(What is expected) Copy out the full piece on packet processing with DPDK below, word for word.

(Passage to read)
Blazingly⚡ fast🚀 packet processing with DPDK

Recently at work I have been learning about this fancy framework we are using in a product with high-performance networking requirement—Data Plane Development Kit (DPDK). It is a set of user-space NIC drivers and related utility libraries (like fast buffer pools or queues) that enables an application to bypass the Linux kernel's networking stack, and directly send and receive packets from the hardware (plus potentially interact with more advanced hardware offloading features or other configurations) when using supported NICs, which are usually server-grade products (and not your average consumer NIC). Instead of relying on inturrupts (like the kernel does), DPDK applications use “poll-mode drivers” (PMDs) to process packets in a loop, and is able to get them, often in bursts, directly from the hardware's receive queues via user-space IO or other driver-specific magic.

As it turns out, the Linux kernel, while performing well enough for the majority of networking use cases, is not perfect at processing high-throughput UDP packets. A basic application which simply send packets in a loop can use the sendmmsg syscall to queue a large number of packets to the kernel, and calling recv in a loop is able to roughly handle the packet echoed back. In my test environment, I was able to achieve around 1M small packets per second (varies from time to time, likely due to cloud environment changes).¹ Such a number is likely more than enough for the majority of applications, but when working with this level of packet rate, things are very unstable—around 10-20% of the packets are not received (happens at somewhat lower load as well), and you get some real spikey graphs if you plot the packet rate over time, even at the sending end.

(Data)
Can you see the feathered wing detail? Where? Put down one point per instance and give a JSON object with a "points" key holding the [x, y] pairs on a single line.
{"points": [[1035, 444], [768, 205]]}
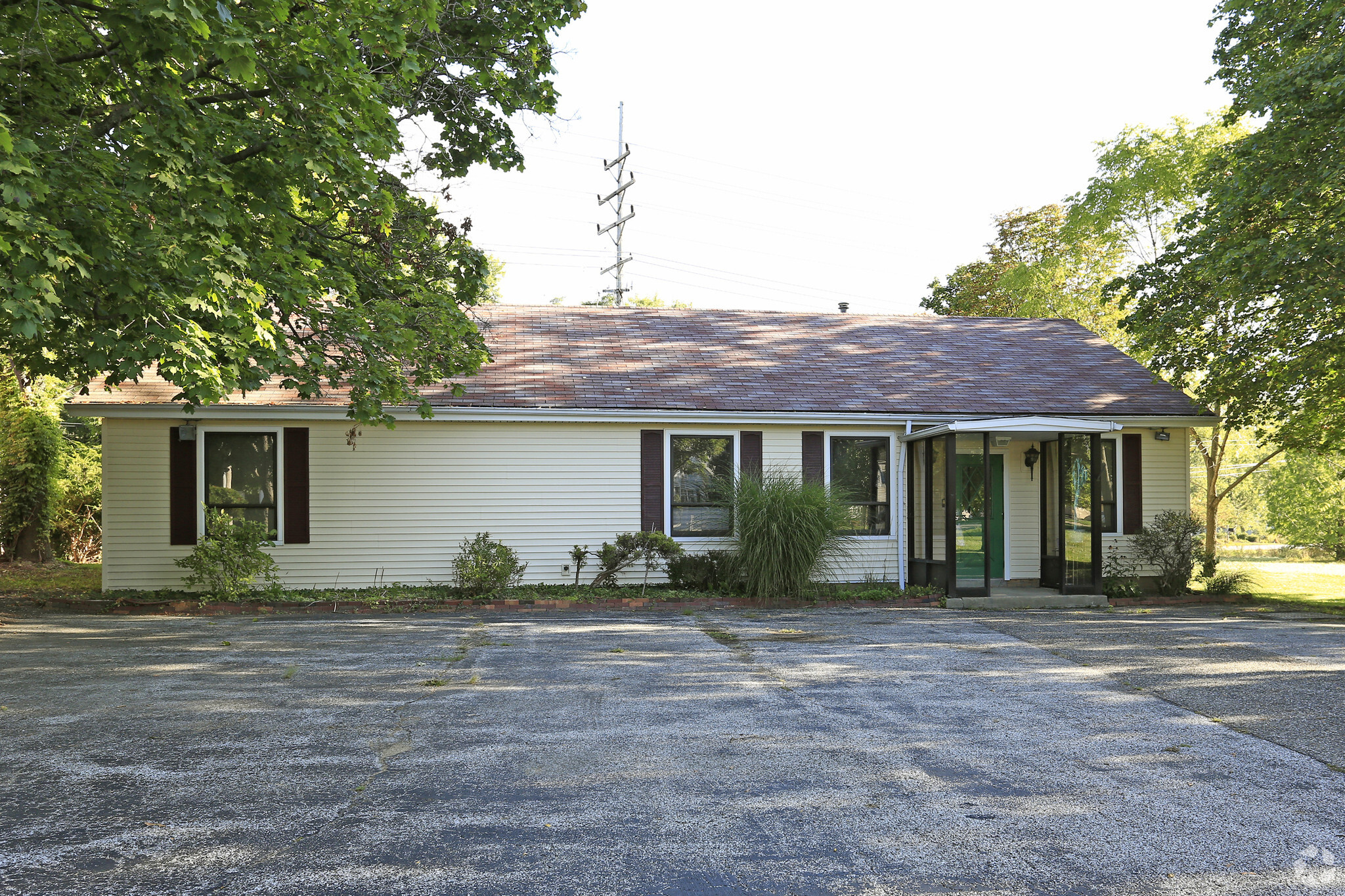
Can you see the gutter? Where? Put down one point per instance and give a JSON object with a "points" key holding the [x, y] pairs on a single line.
{"points": [[579, 416]]}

(The reply)
Blazingly⚡ fast🚀 packet processing with DPDK

Recently at work I have been learning about this fancy framework we are using in a product with high-performance networking requirement—Data Plane Development Kit (DPDK). It is a set of user-space NIC drivers and related utility libraries (like fast buffer pools or queues) that enables an application to bypass the Linux kernel's networking stack, and directly send and receive packets from the hardware (plus potentially interact with more advanced hardware offloading features or other configurations) when using supported NICs, which are usually server-grade products (and not your average consumer NIC). Instead of relying on inturrupts (like the kernel does), DPDK applications use “poll-mode drivers” (PMDs) to process packets in a loop, and is able to get them, often in bursts, directly from the hardware's receive queues via user-space IO or other driver-specific magic.

As it turns out, the Linux kernel, while performing well enough for the majority of networking use cases, is not perfect at processing high-throughput UDP packets. A basic application which simply send packets in a loop can use the sendmmsg syscall to queue a large number of packets to the kernel, and calling recv in a loop is able to roughly handle the packet echoed back. In my test environment, I was able to achieve around 1M small packets per second (varies from time to time, likely due to cloud environment changes).¹ Such a number is likely more than enough for the majority of applications, but when working with this level of packet rate, things are very unstable—around 10-20% of the packets are not received (happens at somewhat lower load as well), and you get some real spikey graphs if you plot the packet rate over time, even at the sending end.